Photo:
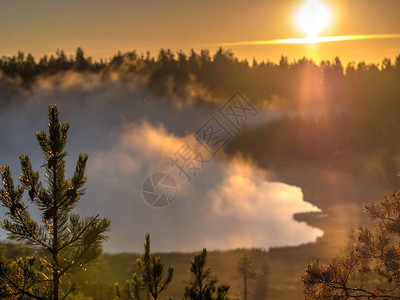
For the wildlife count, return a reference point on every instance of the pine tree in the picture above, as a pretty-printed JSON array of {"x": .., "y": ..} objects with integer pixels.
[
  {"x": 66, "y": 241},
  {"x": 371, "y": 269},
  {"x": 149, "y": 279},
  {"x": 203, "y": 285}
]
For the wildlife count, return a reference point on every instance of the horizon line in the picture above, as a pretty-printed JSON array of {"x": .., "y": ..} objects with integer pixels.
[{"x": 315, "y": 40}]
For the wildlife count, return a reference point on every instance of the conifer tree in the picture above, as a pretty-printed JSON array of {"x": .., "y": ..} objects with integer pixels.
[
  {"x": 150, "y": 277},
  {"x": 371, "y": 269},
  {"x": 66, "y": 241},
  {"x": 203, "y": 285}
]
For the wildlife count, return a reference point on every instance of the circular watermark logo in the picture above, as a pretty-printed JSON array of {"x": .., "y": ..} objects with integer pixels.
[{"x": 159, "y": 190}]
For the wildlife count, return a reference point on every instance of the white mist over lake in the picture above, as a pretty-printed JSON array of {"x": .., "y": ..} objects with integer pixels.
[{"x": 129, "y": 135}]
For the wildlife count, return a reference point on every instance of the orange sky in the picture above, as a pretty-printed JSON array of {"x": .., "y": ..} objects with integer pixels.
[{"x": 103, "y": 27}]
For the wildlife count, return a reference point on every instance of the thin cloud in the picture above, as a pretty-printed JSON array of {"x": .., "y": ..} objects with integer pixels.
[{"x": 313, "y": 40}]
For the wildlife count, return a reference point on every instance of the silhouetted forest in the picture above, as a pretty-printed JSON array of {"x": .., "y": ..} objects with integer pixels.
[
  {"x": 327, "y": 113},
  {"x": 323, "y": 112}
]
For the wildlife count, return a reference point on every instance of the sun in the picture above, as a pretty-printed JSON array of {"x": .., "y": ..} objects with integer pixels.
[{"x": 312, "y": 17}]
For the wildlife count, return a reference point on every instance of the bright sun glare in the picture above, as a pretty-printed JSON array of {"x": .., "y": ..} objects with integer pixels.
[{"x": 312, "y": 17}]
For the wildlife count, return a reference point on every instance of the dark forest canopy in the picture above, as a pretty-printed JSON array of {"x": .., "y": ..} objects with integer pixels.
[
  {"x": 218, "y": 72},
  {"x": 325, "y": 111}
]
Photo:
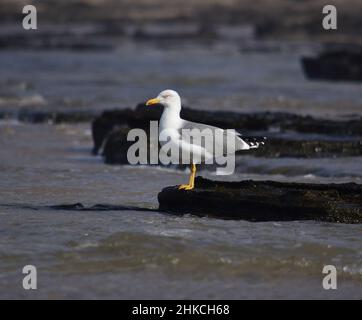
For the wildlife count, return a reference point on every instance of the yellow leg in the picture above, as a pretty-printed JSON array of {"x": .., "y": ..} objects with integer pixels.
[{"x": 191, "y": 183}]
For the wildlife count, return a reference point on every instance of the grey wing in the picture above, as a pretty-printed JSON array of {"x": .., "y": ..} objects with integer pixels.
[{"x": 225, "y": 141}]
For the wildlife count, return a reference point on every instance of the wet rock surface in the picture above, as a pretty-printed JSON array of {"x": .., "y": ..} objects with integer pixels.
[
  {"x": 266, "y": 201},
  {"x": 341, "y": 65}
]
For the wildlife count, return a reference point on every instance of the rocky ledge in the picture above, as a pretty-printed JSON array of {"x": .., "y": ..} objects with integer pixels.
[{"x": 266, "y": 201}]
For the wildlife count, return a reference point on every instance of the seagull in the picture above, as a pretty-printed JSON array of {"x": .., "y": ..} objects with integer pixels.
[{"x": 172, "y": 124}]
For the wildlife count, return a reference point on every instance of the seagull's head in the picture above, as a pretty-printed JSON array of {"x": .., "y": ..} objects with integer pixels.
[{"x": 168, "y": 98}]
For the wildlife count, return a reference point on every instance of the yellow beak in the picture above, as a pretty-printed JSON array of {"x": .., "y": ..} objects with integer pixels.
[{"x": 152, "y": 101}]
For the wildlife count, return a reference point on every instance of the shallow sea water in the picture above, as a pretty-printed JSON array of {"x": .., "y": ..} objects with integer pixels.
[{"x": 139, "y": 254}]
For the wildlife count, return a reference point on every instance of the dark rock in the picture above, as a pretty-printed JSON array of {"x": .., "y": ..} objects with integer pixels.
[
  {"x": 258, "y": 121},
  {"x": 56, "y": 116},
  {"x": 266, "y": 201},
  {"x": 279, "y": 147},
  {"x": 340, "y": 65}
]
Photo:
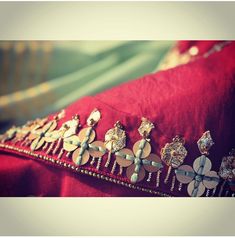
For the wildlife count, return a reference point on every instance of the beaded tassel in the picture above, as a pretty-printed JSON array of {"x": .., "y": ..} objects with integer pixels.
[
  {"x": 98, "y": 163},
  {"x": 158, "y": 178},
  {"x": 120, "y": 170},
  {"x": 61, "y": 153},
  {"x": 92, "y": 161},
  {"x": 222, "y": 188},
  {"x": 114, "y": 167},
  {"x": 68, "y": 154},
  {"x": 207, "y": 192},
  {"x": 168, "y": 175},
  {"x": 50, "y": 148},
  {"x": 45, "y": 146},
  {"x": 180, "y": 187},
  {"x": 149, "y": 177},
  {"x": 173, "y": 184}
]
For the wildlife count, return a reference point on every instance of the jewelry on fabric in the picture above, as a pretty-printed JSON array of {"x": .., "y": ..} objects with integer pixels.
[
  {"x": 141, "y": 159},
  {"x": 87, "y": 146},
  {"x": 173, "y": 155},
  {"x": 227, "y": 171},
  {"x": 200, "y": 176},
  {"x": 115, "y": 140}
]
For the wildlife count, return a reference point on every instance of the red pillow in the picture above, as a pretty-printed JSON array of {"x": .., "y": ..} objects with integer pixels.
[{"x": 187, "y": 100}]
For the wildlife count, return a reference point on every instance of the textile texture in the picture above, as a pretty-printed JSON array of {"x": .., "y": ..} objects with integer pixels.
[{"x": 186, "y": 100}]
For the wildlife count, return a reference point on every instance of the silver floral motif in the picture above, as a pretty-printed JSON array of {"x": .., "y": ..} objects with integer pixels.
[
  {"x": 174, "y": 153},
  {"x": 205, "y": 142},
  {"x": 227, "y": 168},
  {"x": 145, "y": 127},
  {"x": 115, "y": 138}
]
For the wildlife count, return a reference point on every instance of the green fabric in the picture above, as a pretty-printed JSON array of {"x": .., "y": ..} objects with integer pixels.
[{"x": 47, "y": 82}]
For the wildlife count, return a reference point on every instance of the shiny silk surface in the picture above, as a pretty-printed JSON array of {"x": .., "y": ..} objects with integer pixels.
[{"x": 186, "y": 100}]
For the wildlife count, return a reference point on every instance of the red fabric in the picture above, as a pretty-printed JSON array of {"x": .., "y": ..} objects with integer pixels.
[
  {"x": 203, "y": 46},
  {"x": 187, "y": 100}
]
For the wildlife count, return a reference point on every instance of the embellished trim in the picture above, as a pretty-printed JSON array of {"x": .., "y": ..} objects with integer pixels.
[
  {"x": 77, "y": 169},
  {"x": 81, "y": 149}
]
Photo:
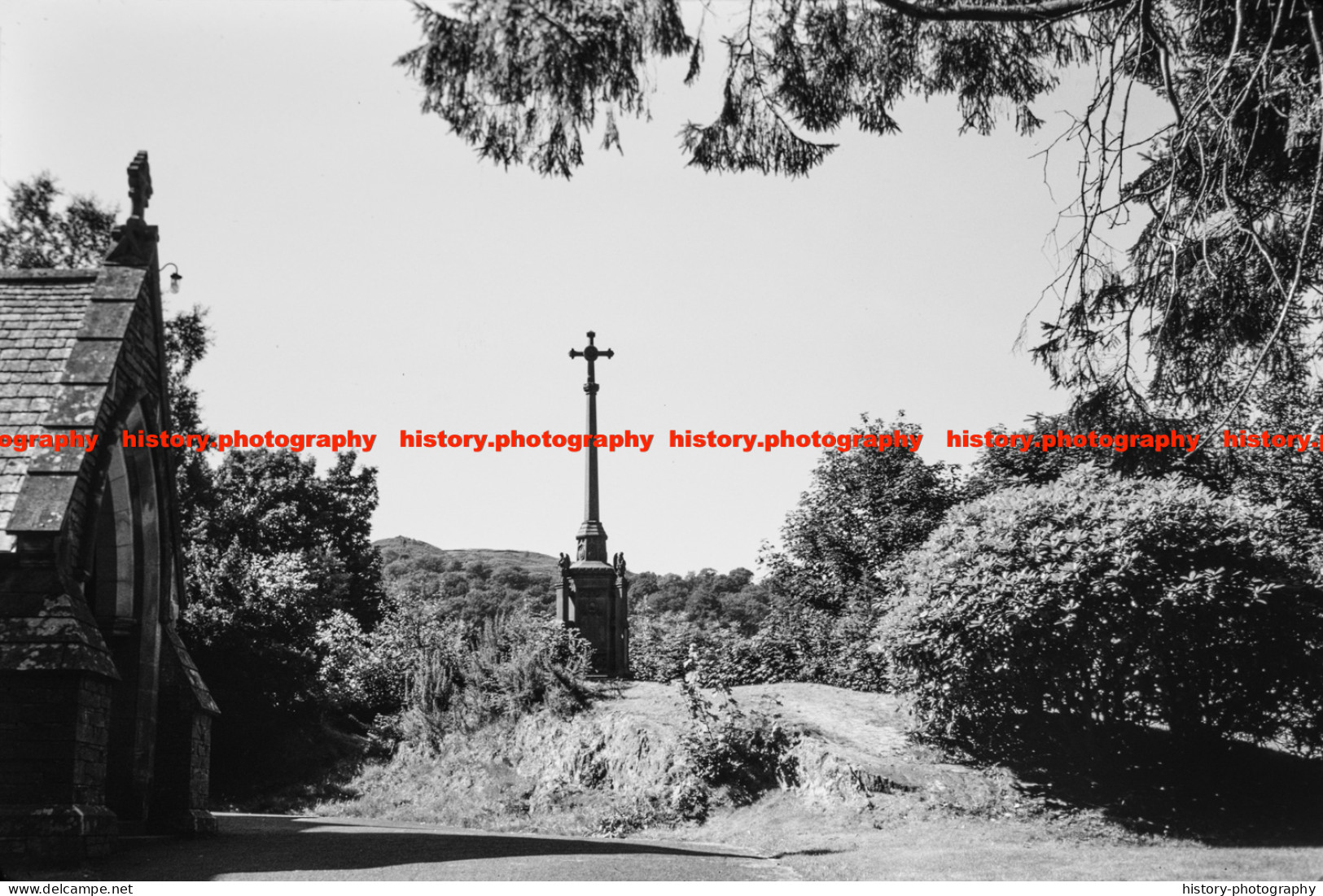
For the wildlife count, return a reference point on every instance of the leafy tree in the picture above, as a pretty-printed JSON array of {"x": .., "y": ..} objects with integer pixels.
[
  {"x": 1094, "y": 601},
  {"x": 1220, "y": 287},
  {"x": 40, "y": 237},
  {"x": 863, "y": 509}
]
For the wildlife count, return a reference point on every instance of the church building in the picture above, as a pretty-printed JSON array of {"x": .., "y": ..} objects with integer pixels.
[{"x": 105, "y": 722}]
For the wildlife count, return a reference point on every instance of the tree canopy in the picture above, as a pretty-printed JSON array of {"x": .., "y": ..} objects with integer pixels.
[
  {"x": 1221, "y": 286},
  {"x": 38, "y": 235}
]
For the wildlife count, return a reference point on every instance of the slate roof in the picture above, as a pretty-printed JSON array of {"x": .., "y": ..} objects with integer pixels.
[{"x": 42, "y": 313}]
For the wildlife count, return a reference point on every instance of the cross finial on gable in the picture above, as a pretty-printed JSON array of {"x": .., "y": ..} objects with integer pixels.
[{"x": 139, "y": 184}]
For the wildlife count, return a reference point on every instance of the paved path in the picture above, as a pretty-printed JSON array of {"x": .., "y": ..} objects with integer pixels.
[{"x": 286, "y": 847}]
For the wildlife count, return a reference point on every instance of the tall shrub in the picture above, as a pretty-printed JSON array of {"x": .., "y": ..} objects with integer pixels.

- - - -

What is required:
Output an exact copy of the lines beginning at the one that holds "of the paved" and running through the final line of the records.

Problem solution:
For the wildlife count, return a reference point on every instance of the paved path in the picture above, as a pretty-printed JSON array of {"x": .., "y": ..} objects with integer pixels.
[{"x": 286, "y": 847}]
For the wildlife count, return a reference point on every instance of the tall shrub in the picture above, as a pretty-printed JSON array of {"x": .., "y": ..} objects with integer pixels.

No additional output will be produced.